• Short exercise: Lay out every row below as a numbered list, omitting blank lines and leaving out the pictures.

• Given data:
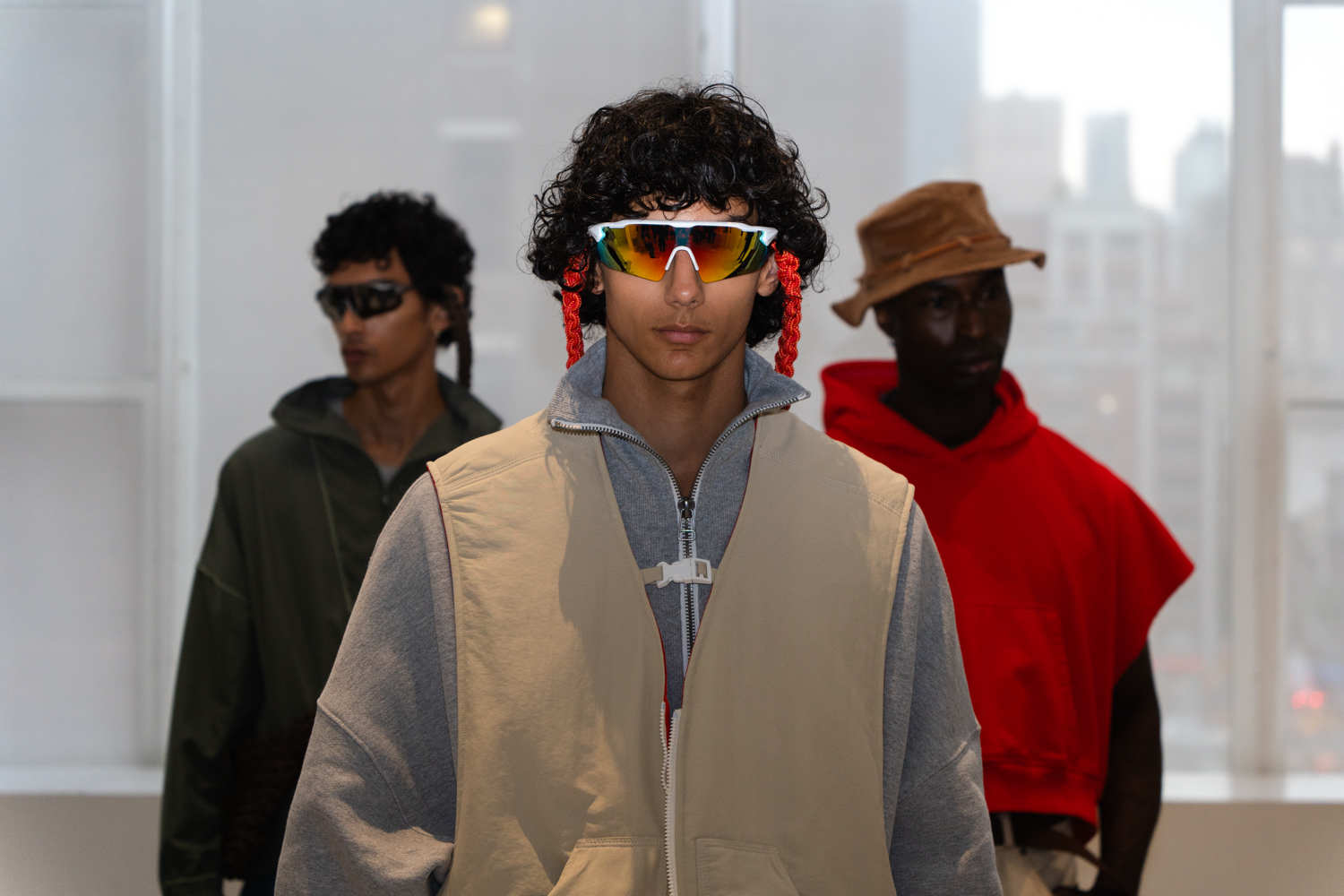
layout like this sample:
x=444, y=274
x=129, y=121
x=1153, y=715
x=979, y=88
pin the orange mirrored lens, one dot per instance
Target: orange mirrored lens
x=719, y=252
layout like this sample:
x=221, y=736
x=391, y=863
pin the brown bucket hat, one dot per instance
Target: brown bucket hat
x=938, y=230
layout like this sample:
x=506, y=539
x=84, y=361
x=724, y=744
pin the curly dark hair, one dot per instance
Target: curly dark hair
x=432, y=245
x=669, y=150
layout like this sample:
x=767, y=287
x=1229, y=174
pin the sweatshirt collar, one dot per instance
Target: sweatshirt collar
x=578, y=403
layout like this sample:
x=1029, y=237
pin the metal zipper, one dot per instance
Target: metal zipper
x=691, y=616
x=669, y=745
x=685, y=513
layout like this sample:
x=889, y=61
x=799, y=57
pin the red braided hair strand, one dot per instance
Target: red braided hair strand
x=575, y=274
x=787, y=352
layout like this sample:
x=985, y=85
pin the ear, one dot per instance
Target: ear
x=435, y=314
x=768, y=279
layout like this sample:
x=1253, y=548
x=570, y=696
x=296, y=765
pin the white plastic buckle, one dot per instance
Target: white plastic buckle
x=687, y=571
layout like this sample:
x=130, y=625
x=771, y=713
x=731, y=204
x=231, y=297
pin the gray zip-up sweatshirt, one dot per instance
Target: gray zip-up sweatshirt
x=375, y=809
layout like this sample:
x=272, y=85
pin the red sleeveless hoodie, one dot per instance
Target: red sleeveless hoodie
x=1056, y=570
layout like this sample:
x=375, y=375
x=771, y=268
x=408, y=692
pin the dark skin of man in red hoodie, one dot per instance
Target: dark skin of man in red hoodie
x=951, y=336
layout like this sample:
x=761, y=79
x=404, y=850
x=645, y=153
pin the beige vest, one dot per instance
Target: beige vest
x=771, y=782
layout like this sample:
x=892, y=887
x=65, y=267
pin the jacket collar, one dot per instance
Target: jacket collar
x=578, y=403
x=309, y=410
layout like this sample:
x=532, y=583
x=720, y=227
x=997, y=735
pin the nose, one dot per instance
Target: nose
x=349, y=322
x=683, y=282
x=970, y=320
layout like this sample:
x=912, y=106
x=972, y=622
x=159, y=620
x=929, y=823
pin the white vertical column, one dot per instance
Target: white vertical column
x=1257, y=406
x=718, y=39
x=177, y=371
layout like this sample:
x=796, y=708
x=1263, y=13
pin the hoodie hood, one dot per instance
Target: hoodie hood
x=854, y=414
x=312, y=410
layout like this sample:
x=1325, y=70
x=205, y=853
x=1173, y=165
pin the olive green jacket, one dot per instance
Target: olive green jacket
x=298, y=511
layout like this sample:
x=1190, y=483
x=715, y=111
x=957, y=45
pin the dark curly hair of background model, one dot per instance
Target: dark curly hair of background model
x=432, y=246
x=677, y=147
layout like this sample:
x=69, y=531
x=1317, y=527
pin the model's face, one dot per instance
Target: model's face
x=680, y=328
x=384, y=344
x=951, y=333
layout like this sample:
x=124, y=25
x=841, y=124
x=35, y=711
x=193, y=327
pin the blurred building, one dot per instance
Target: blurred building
x=1118, y=344
x=1314, y=381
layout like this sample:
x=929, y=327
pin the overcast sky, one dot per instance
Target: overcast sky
x=1314, y=78
x=1166, y=62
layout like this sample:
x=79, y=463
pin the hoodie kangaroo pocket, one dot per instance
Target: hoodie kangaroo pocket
x=734, y=868
x=613, y=866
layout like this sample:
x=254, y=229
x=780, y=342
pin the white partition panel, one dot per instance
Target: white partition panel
x=77, y=397
x=72, y=573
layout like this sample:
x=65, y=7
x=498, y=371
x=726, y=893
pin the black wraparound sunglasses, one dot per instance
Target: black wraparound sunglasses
x=366, y=300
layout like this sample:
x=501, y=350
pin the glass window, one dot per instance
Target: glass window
x=1125, y=354
x=1312, y=271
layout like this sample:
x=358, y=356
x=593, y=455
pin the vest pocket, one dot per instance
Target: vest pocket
x=734, y=868
x=613, y=866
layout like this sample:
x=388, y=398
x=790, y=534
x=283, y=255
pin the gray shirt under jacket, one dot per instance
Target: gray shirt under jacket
x=376, y=802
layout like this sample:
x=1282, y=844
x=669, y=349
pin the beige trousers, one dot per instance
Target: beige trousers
x=1035, y=872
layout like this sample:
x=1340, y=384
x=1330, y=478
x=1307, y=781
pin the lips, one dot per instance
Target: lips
x=975, y=365
x=683, y=336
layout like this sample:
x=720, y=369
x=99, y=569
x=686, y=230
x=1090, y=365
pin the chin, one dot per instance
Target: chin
x=975, y=383
x=679, y=365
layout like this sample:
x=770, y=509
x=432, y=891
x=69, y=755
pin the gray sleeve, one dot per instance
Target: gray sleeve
x=376, y=801
x=937, y=821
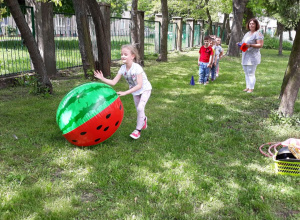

• Output of the exercise:
1. layout like this sample:
2. x=444, y=274
3. x=129, y=121
4. x=1153, y=715
5. x=979, y=88
6. pin the orange mirrored lens, one dot per instance
7. Target: orange mirrored lens
8. x=719, y=252
9. layout like this sample:
10. x=221, y=736
11. x=391, y=863
12. pin the brown bucket hat, one dot per instance
13. Target: brown bucket hat
14. x=938, y=230
15. layout like this sample:
16. x=506, y=539
17. x=84, y=361
18. x=724, y=744
19. pin the curly dark hair, one dot per instance
20. Target: curly dark hair
21. x=432, y=245
22. x=669, y=150
23. layout like this sample:
24. x=767, y=287
25. x=1229, y=174
26. pin the sweatshirt collar, one dot per instance
27. Target: sweatshirt collar
28. x=578, y=403
29. layout like this sample:
30. x=1029, y=237
31. pin the metal zipper, one dot per instance
32. Target: metal zipper
33. x=691, y=616
34. x=669, y=745
35. x=685, y=513
36. layout like this sample:
37. x=889, y=61
38. x=799, y=57
39. pin the red braided hair strand, one dot per instance
40. Target: red braided hair strand
41. x=575, y=274
42. x=787, y=352
43. layout like this sample:
44. x=985, y=85
45. pin the ear, one dot per instance
46. Target: ear
47. x=435, y=314
48. x=768, y=279
49. layout like this sample:
50. x=1253, y=548
51. x=570, y=696
52. x=296, y=765
53. pin the white plastic buckle, one dot per instance
54. Target: white plastic buckle
55. x=687, y=571
56. layout like this sample:
57. x=130, y=625
58. x=771, y=713
59. x=731, y=204
60. x=231, y=297
61. pin the gray zip-up sweatshirt, one dot per instance
62. Target: gray zip-up sweatshirt
63. x=375, y=809
64. layout like this sample:
65. x=272, y=85
66. pin the red sleeveless hoodie, one dot per instance
67. Target: red sleeveless hoodie
68. x=1056, y=570
69. layout like this sample:
70. x=375, y=375
71. x=771, y=268
72. x=408, y=692
73. pin the dark skin of man in red hoodie, one dot per instance
74. Target: dark skin of man in red hoodie
75. x=951, y=336
76. layout like this sample:
77. x=761, y=79
78. x=404, y=850
79. x=645, y=153
80. pin the beige vest, one dot per instance
81. Target: beige vest
82. x=771, y=782
83. layout like this sample:
84. x=892, y=887
85. x=65, y=267
86. pin the jacket collar, one dot per instance
87. Target: jacket collar
88. x=578, y=403
89. x=309, y=410
90. layout like this sample:
91. x=532, y=583
92. x=720, y=227
93. x=997, y=735
94. pin the nose, one dot per instance
95. Target: nose
96. x=349, y=322
97. x=683, y=282
98. x=970, y=320
99. layout like this sample:
100. x=912, y=106
101. x=972, y=622
102. x=159, y=620
103. x=929, y=823
104. pin the white vertical column, one dot per instance
105. Target: white vertical column
106. x=1257, y=406
107. x=718, y=39
108. x=177, y=371
109. layout like this sample:
110. x=796, y=708
111. x=1263, y=13
112. pin the hoodie hood, one dot per instance
113. Target: hoodie hood
114. x=854, y=414
115. x=312, y=410
116. layout like this sample:
117. x=1325, y=70
118. x=205, y=853
119. x=1173, y=165
120. pin the olive green jacket, one dot per instance
121. Target: olive green jacket
122. x=298, y=511
123. layout like this sample:
124. x=1190, y=483
125. x=715, y=111
126. x=957, y=45
127. pin the dark curly hair of background model, one dot per instance
128. Target: dark curly hair of background model
129. x=432, y=246
130. x=677, y=147
131. layout like this sample:
132. x=69, y=531
133. x=1317, y=527
134. pin the model's face, one dot per instance
135. Target: model's face
136. x=680, y=328
137. x=384, y=344
138. x=951, y=333
139. layout like this sample:
140. x=124, y=25
141. x=841, y=124
142. x=35, y=711
143. x=193, y=327
144. pin the blurred building, one dot per instance
145. Target: blurred building
146. x=1118, y=344
147. x=1314, y=381
148. layout like this sample:
149. x=929, y=327
150. pin the overcast sky, one dot per instance
151. Target: overcast sky
152. x=1314, y=78
153. x=1166, y=62
154. layout like this sample:
155. x=79, y=463
156. pin the hoodie kangaroo pocket, one dot per instance
157. Target: hoodie kangaroo pocket
158. x=734, y=868
159. x=613, y=866
160. layout like this sample:
161. x=254, y=229
162. x=780, y=342
163. pin the white partition panel, one dot per instance
164. Target: white partition panel
165. x=77, y=397
166. x=72, y=573
167. layout like this sample:
168. x=65, y=7
169. x=498, y=371
170. x=726, y=893
171. pin the black wraparound sunglasses, one dot per instance
172. Target: black wraparound sunglasses
173. x=366, y=300
174. layout like this sample:
175. x=501, y=350
176. pin the glass window, one dot per instance
177. Target: glass window
178. x=1125, y=354
179. x=1312, y=271
180. layout like this sample:
181. x=358, y=356
182. x=593, y=455
183. pin the vest pocket, one dot per instance
184. Target: vest pocket
185. x=734, y=868
186. x=613, y=866
187. layout like this sample:
188. x=388, y=398
189. x=790, y=534
190. x=283, y=255
191. pin the gray shirt under jacket, one dot per instance
192. Target: gray shirt under jacket
193. x=376, y=802
194. layout like this sample:
195. x=1282, y=844
196. x=669, y=349
197. pin the beige trousers, one dot per instance
198. Target: beige trousers
199. x=1035, y=872
200. layout like this sample:
201. x=1340, y=384
202. x=1330, y=478
203. x=1307, y=781
204. pin the lips, one dot per instance
205. Target: lips
206. x=975, y=365
207. x=683, y=336
208. layout like this sample:
209. x=720, y=369
210. x=99, y=569
211. x=686, y=230
212. x=1090, y=365
213. pin the chin, one dot per instance
214. Target: chin
215. x=975, y=383
216. x=679, y=365
217. layout like this sample:
218. x=770, y=509
219. x=432, y=891
220. x=69, y=755
221. pin the gray sleeve, one dot per instance
222. Target: gray sleeve
223. x=376, y=801
224. x=937, y=821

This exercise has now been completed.